» **Point-based annotation data listing**
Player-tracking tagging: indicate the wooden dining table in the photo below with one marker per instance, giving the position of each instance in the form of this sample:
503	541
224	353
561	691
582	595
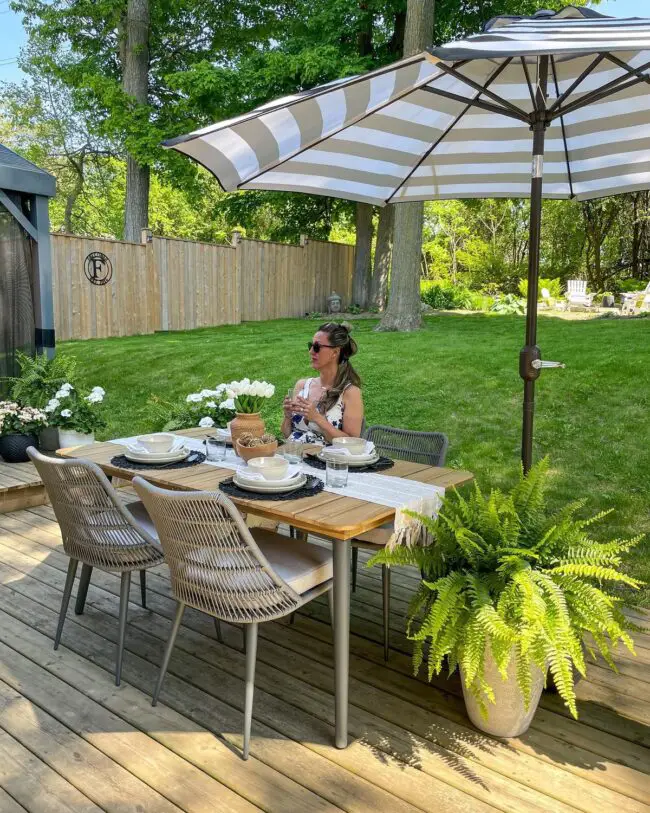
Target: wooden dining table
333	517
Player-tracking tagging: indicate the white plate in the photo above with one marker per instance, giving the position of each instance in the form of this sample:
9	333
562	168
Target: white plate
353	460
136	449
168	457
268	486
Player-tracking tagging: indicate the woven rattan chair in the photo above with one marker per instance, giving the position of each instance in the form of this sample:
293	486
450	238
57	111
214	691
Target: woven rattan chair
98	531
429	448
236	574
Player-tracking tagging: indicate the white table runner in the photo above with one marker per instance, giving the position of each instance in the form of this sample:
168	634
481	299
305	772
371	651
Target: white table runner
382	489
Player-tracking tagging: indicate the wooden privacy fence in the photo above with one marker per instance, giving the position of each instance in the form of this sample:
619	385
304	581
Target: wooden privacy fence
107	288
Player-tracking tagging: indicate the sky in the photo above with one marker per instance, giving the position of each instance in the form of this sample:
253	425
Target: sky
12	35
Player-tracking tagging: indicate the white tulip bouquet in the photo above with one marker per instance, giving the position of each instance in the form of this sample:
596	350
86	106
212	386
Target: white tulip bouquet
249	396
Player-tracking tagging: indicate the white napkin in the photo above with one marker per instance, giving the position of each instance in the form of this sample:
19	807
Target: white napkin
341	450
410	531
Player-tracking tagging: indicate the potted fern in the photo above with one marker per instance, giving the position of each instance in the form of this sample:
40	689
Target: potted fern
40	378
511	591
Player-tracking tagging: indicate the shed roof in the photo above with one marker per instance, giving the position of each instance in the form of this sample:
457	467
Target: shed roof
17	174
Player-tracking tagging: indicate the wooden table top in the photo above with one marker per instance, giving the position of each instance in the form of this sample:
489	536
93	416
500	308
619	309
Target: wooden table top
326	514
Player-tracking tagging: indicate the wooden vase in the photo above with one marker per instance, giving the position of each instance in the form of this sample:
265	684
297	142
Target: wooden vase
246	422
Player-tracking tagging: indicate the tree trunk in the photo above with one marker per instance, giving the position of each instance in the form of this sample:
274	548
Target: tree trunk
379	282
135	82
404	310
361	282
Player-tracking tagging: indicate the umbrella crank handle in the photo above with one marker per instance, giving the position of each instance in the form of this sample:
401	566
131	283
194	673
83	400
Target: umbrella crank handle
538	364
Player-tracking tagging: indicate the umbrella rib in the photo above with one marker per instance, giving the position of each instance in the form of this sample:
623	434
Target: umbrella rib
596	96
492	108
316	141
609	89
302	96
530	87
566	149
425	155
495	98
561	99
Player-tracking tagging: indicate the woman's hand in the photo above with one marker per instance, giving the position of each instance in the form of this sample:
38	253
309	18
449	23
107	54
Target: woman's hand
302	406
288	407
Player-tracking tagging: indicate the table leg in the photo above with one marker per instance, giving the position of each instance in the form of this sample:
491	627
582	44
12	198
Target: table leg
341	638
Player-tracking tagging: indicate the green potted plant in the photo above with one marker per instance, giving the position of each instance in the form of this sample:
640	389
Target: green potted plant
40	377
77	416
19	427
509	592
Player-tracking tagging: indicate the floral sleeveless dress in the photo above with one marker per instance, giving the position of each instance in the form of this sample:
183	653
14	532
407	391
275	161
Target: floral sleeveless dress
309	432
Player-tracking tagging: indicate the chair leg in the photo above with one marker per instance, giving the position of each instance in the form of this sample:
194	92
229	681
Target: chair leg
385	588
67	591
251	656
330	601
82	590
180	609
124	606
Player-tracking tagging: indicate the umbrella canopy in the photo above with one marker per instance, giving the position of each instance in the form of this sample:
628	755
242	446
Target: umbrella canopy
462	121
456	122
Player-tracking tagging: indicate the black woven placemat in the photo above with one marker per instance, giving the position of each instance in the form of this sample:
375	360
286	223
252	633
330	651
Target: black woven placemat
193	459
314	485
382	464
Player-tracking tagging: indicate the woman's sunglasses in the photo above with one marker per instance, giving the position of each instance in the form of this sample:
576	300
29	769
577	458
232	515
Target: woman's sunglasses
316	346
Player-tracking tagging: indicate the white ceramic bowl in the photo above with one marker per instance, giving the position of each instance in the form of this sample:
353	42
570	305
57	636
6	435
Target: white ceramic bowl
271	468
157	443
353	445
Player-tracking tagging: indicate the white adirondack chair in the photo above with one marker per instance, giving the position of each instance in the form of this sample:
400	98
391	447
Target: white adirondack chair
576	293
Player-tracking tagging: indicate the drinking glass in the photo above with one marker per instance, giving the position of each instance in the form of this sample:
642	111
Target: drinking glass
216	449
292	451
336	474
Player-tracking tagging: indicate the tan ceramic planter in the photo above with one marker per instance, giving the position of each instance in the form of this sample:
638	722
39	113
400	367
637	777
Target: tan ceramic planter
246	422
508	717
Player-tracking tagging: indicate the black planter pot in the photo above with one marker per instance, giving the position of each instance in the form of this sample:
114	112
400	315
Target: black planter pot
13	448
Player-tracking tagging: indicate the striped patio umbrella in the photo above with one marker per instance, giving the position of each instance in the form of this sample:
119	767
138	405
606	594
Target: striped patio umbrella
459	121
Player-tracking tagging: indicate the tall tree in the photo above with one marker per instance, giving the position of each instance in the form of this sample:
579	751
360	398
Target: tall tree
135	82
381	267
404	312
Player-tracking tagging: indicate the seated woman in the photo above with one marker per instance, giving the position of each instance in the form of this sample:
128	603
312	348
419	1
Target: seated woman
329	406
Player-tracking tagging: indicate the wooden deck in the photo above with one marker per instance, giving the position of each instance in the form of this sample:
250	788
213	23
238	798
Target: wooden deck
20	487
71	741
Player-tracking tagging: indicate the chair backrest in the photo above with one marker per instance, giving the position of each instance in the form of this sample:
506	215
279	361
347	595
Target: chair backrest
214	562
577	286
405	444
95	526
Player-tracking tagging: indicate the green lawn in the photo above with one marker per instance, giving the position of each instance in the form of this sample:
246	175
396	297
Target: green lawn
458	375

» **Stated exercise**
Copy the listing above line for line, leaving out the pictures.

» **Solution to the problem**
Player-tracking tagging: indicate the wooden dining table in the photo below with one marker per instance, giving the position of each instance in the form of this sample:
503	541
224	353
561	691
582	595
Target: wooden dining table
333	517
Player-tracking tagging: indicate the white plate in the photo above with one marker per instance, giving the position of each instance in the form of this sample:
9	333
562	168
Target: white plate
353	460
136	449
168	457
268	486
Player-tracking tagging: indicate the woven rattan chair in the photo above with one marker per instance, giving the position of each instance in the form of this sample:
293	486
450	238
57	111
214	691
Target: woven rattan chair
98	531
429	448
236	574
Player-tracking tagging: indicate the white table runner in the photo above with one marker per instance, giving the position of each instance in the form of this sample:
168	634
481	299
305	772
371	651
Target: white table runner
382	489
Player-tracking tagging: indicate the wooden privacy fence in the photo above with one marker per instance, giving the position of each instance in the form of this sample:
619	385
304	581
Target: wooden privacy fence
107	288
Player-tracking tagging: indicate the sky in the photo above with one marker per instance, giving the position of each instance in the form of this sample:
253	425
Target: sky
12	35
Player-tracking tagging: indicate the white tulip bouquet in the photo above with one marker per instance, giving the position of each instance in the form of this sample:
596	350
86	106
212	386
Target: white tulip bouquet
249	396
Player-tracking tagging: indicate the white napkin in the photo above with one marker per instance, giving the position of each instance in the form of this sample:
19	807
Target: white napkin
341	450
410	531
Player-tracking tagging: indicate the potted fern in the photo above with one marker per instance, giving the position of each instance in the form of this sample:
40	689
Target: potted fern
40	378
511	591
Player-tracking tagging: indicate the shed roof in the photo above with one marker per instance, giving the position of each instance in the form of this sample:
457	467
Target: shed roof
17	174
Player-tracking tagging: indicate the wooden table top in the photo above with one marker per instance, giving the position of each instance in the form of this sample:
489	536
93	416
500	308
619	309
Target: wooden table top
326	514
Player-tracking tagging: indicate the wooden vase in the photo above with one marker per instance, giving the position of each instance in the form of this sample:
265	684
297	142
Target: wooden vase
246	422
Player-tracking tagging: indicate the tree trunk in the photo above with one marker per instance, giving the position of each instance in the form of this sample:
274	548
Target: tree trunk
379	282
135	82
404	310
361	282
Player-tracking tagging: indicate the umbrella crank handle in the photo above with one marker per instance, giving the position of each instance in the form of this sample:
401	566
131	283
194	673
83	400
Target: umbrella crank handle
538	364
Player-tracking tagging: indicate the umbrella rib in the photo above with one marker per instance, giving the position of each instance in the form of this sample:
623	434
Target: umbrella rib
596	96
492	108
316	141
609	89
302	96
530	87
566	149
425	155
495	98
561	99
Player-tracking tagging: indicate the woman's hand in the photo above with one marker per instance, giving the position of each instance in the form of this sample:
38	253
309	18
449	23
107	54
Target: woman's hand
302	406
288	407
Player-tracking tagging: indicate the table leg in the photo above with one marker per instance, giving the position of each instance in the form of this sample:
491	627
582	44
12	198
Target: table leg
341	638
Player-tracking tagging: indicate the green potted plant in the photo above with one marker per instance, giving the position of each instance in the form of this sample:
640	389
Target: green potted plant
40	377
77	416
19	427
509	592
Player-tracking tagging: indicate the floral sleeveless dress in the photo above with one marker per instance, giving the position of each instance in the form of this sample:
183	653
14	532
407	391
275	161
Target: floral sleeveless dress
309	432
Player-tracking tagging: indicate the chair leg in the photo above with one marker per instance, giving the position of each instance in the form of this sample:
194	92
229	681
Target: chair leg
385	588
67	591
251	656
330	601
82	590
180	609
124	606
Player-tracking tagging: indicate the umbrella canopy in the photo above with one marker per instance, giving the position of each instance in the form of this sample:
628	755
242	446
Target: umbrella canopy
462	121
456	122
Player-tracking tagging: indicate the black woven placemat in the photo above with one marker per instance, giving the position of each instance in the form of this sample:
375	360
286	223
252	633
330	651
Target: black woven placemat
193	459
314	485
382	464
Player-tracking tagging: indicate the woman's sunglasses in the photo above with one marker per instance, giving the position of each instance in the form of this sample:
576	300
29	769
577	458
232	515
Target: woman's sunglasses
316	346
Player-tracking tagging: indicate the white ceramic bowl in the photo above with one marker per instance, giving the position of each instance in the form of this sample:
353	42
570	305
57	636
6	435
Target: white ceramic bowl
271	468
157	443
353	445
Player-tracking tagging: indicate the white adirondack chair in the photo above with one marker per instance, giving the position of each instance in the form of this sample:
400	98
391	447
Target: white adirondack chair
576	293
Player-tracking tagging: indicate the drinking glass in the photo above with one marker per instance, giving the position of each instance in the form of this sample:
642	111
Target: drinking glass
216	449
292	451
336	474
Player-tracking tagging: indicate the tan ceramic planter in the photo above with one marker per instance, giving the position of each instance in the form of this sample:
638	722
39	113
400	367
637	777
Target: tan ceramic planter
246	422
508	717
Player-tracking tagging: indicate the black planter pot in the photo above with one marker per instance, giving the position of each instance in the form of this sample:
114	112
400	315
Target: black planter pot
13	448
Player-tracking tagging: indicate the striped patio umbrella in the photo above with one marker per instance, giving the position of each instance in the form of this sample:
119	767
138	405
606	594
Target: striped patio umbrella
459	121
Player-tracking tagging: indicate the tall tree in the photo above with one marker per instance, giving the position of each instance in the form of this sample:
579	751
360	398
Target: tall tree
135	82
381	267
404	312
Player-tracking tagging: indicate the seated woman in the photo above with one marker per instance, giving the position of each instance in the form of this sample:
128	603
312	348
419	1
Target: seated woman
329	406
Player-tracking tagging: indicate the wooden deck in the photo above with one marker per instance, giving the position of each instance in the form of this sample:
250	788
213	23
238	798
Target: wooden deck
20	487
71	741
Player-tracking tagging: indicate the chair backrest in the photo above with one marker per instance, giving the position of each instance in the form of this sample:
506	215
279	361
347	595
Target: chair backrest
214	562
577	286
405	444
95	526
Player-tracking tagging: indicate the green lawn in the photo above with one marker per instance, giving the position of each instance in the form of this sample:
246	175
396	297
Target: green lawn
458	375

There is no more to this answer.